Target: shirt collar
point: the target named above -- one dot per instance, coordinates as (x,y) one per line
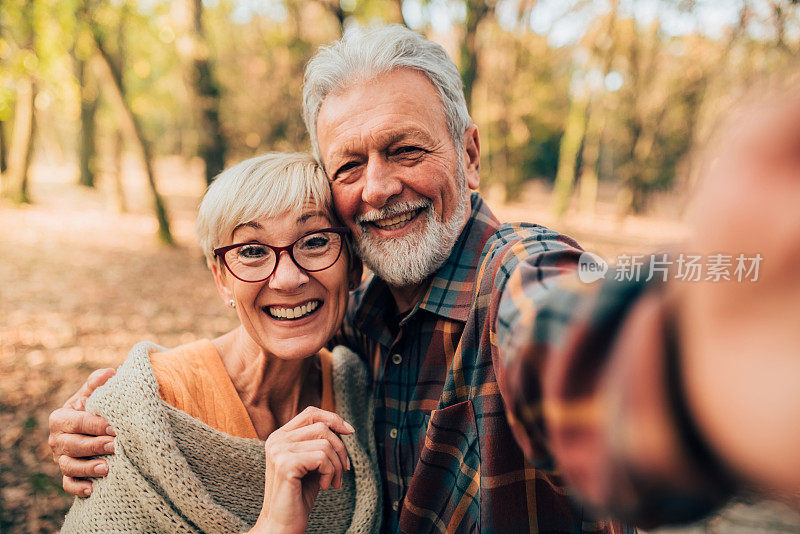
(450,289)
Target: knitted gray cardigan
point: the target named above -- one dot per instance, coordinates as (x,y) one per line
(172,473)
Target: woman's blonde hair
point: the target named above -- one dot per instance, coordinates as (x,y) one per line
(265,186)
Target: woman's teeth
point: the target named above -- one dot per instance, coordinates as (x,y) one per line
(395,222)
(298,312)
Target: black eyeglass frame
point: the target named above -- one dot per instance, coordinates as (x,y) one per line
(341,230)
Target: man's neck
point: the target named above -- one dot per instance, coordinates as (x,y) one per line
(406,297)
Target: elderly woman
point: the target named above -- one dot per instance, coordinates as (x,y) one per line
(190,422)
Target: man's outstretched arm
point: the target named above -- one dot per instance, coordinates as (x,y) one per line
(656,400)
(76,435)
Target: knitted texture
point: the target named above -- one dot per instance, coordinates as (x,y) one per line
(173,473)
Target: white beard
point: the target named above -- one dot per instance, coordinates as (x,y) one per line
(413,258)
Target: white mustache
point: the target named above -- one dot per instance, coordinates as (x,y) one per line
(391,211)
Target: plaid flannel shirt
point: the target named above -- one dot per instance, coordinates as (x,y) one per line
(446,446)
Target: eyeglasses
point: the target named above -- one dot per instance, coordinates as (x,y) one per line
(255,262)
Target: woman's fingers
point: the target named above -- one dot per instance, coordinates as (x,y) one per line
(321,431)
(299,463)
(77,486)
(312,415)
(335,478)
(93,381)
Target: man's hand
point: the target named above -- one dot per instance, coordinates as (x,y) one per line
(76,434)
(740,340)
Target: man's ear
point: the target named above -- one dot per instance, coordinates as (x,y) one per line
(355,273)
(219,278)
(472,156)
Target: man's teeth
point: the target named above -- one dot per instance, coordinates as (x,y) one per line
(297,312)
(395,222)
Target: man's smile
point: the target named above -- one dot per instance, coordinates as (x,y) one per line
(396,222)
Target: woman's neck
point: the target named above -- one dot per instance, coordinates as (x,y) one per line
(272,390)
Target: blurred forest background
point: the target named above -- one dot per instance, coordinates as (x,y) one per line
(115,115)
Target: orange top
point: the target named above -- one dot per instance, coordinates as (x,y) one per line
(192,378)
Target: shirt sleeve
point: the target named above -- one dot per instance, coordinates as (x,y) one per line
(590,375)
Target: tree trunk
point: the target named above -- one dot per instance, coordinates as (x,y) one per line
(21,150)
(468,51)
(3,155)
(213,145)
(116,94)
(570,147)
(116,172)
(87,143)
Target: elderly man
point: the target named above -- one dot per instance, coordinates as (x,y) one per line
(491,369)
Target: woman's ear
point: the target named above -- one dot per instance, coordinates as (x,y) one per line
(355,273)
(220,278)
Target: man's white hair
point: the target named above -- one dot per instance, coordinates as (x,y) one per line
(265,186)
(363,54)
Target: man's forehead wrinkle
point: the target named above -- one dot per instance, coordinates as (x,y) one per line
(382,138)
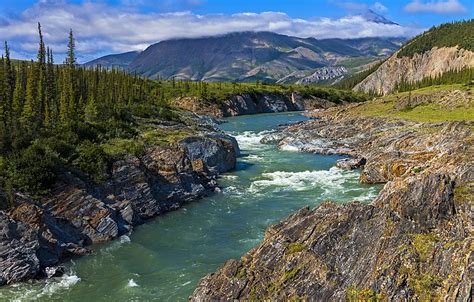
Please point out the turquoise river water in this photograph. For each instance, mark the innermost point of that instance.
(164, 259)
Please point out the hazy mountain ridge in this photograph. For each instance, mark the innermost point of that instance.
(448, 47)
(251, 56)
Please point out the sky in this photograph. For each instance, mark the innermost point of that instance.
(116, 26)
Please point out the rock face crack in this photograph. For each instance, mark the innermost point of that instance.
(414, 241)
(35, 237)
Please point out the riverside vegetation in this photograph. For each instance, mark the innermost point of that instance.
(89, 153)
(415, 240)
(67, 115)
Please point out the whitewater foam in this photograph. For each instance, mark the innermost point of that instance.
(50, 287)
(249, 140)
(132, 283)
(330, 181)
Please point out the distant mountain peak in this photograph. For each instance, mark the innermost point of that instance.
(372, 16)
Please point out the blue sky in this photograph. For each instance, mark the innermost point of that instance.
(112, 26)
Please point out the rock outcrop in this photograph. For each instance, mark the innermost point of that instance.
(35, 237)
(414, 242)
(413, 69)
(242, 104)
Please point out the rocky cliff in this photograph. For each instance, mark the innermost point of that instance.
(413, 69)
(247, 103)
(414, 242)
(36, 236)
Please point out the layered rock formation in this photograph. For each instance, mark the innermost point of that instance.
(252, 104)
(414, 242)
(413, 69)
(35, 237)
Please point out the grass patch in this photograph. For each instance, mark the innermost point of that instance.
(385, 107)
(117, 147)
(164, 137)
(290, 274)
(464, 194)
(295, 248)
(424, 244)
(364, 294)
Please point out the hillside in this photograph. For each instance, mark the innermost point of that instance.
(122, 60)
(448, 47)
(251, 56)
(413, 242)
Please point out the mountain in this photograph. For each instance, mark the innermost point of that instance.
(250, 56)
(122, 60)
(372, 16)
(448, 47)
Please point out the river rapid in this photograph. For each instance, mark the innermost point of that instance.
(164, 259)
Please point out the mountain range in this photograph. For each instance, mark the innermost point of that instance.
(251, 56)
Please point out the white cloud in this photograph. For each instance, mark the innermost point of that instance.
(101, 29)
(352, 6)
(435, 6)
(379, 7)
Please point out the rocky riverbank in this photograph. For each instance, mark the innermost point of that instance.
(37, 236)
(415, 241)
(246, 103)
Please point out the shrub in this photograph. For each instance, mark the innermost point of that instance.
(32, 170)
(92, 160)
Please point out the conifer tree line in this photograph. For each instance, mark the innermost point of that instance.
(455, 76)
(40, 96)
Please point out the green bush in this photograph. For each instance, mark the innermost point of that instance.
(92, 160)
(32, 170)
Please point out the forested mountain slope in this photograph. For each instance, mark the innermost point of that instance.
(251, 56)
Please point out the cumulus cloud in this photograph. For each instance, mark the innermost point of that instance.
(435, 6)
(379, 7)
(102, 29)
(360, 7)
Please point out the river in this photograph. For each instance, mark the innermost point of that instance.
(164, 259)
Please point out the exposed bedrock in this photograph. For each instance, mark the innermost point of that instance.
(35, 237)
(414, 242)
(242, 104)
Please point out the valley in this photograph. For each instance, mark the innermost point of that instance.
(241, 166)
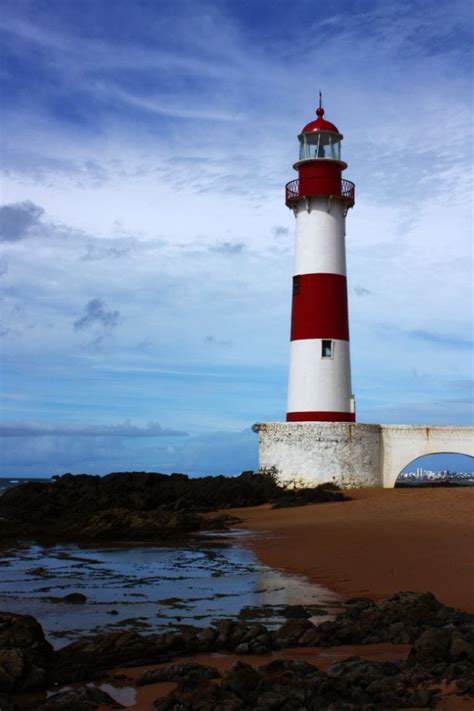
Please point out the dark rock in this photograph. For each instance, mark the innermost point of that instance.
(87, 698)
(136, 505)
(430, 648)
(25, 655)
(292, 631)
(89, 656)
(7, 703)
(322, 493)
(71, 599)
(462, 650)
(75, 598)
(295, 612)
(242, 680)
(190, 674)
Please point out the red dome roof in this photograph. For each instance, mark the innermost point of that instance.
(320, 124)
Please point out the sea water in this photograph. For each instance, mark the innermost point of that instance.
(148, 588)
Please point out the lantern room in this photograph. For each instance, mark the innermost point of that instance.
(320, 139)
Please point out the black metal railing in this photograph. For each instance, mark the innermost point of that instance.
(319, 186)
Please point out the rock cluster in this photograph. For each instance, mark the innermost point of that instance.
(25, 655)
(442, 642)
(138, 506)
(352, 685)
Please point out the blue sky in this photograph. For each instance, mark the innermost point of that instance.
(146, 252)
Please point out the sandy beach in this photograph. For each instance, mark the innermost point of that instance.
(381, 542)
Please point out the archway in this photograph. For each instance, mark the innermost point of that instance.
(438, 469)
(401, 444)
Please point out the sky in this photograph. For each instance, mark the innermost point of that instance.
(146, 251)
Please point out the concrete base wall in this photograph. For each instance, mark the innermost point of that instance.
(352, 454)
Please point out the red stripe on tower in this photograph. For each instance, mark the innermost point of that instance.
(319, 308)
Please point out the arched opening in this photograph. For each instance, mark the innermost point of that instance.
(439, 469)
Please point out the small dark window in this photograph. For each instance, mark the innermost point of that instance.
(326, 349)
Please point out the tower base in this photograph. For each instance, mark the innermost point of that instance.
(351, 454)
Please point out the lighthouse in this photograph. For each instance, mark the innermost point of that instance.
(319, 387)
(321, 442)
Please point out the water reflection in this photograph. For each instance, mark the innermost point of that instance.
(149, 588)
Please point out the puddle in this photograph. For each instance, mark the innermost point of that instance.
(149, 588)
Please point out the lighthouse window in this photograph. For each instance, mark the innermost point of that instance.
(320, 145)
(326, 349)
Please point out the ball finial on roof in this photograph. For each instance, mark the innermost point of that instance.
(320, 124)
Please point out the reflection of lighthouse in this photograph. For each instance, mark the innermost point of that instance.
(320, 373)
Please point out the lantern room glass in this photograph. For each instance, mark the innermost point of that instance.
(320, 144)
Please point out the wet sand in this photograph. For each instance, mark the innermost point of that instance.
(321, 658)
(381, 542)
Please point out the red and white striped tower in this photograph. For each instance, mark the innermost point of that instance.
(319, 386)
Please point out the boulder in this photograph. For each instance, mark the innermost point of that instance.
(190, 674)
(25, 655)
(87, 698)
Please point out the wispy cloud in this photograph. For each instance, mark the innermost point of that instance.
(443, 340)
(18, 219)
(125, 429)
(96, 314)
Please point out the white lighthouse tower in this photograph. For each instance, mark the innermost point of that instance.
(320, 441)
(319, 388)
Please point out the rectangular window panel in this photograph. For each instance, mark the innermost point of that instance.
(326, 349)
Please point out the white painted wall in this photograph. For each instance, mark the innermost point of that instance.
(311, 453)
(320, 237)
(316, 383)
(352, 454)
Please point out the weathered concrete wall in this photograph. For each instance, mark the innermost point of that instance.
(310, 453)
(352, 454)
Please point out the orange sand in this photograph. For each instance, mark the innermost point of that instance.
(381, 542)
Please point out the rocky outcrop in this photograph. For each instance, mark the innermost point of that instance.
(352, 685)
(442, 642)
(138, 506)
(25, 655)
(86, 698)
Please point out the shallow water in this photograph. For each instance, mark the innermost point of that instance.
(146, 587)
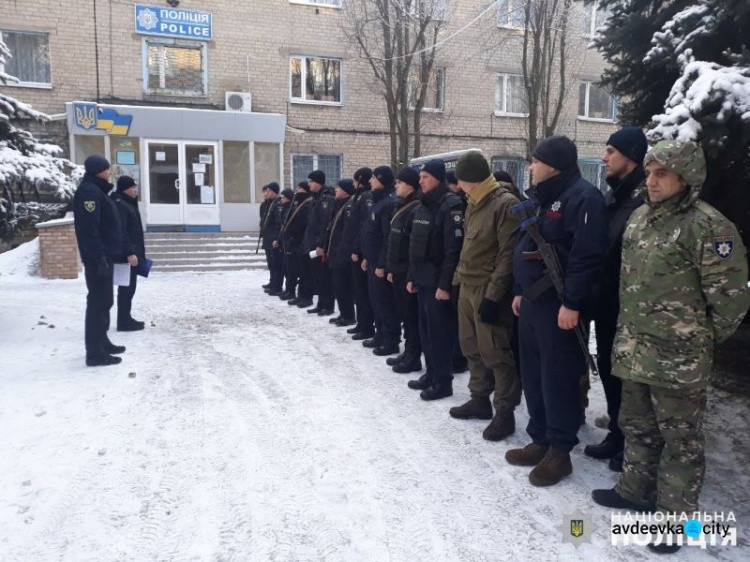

=== REQUIRED ACTION ===
Please retype exactly the lines from the one containing "Please point out the white painted" through the last line of the records, both included, leaving out every picture.

=== YOUR SOLUTION ===
Please point out the white painted wall in this photograph. For each instance, mark the innermost point of that instance.
(311, 453)
(320, 237)
(316, 383)
(352, 454)
Please point out the weathered concrete wall in this photograph. For each instance, mark the innermost point of that instance.
(310, 453)
(352, 454)
Please point out the orange sand in this photograph. For each instance, mark the innermost point of that instance.
(381, 542)
Please point out the rocky outcrop in this photograph. For each instance, mark the innermost point of that instance.
(352, 685)
(442, 642)
(138, 506)
(25, 655)
(86, 698)
Please point out the shallow water in this photograph. For each instance, mark the innermost point of that instance.
(146, 587)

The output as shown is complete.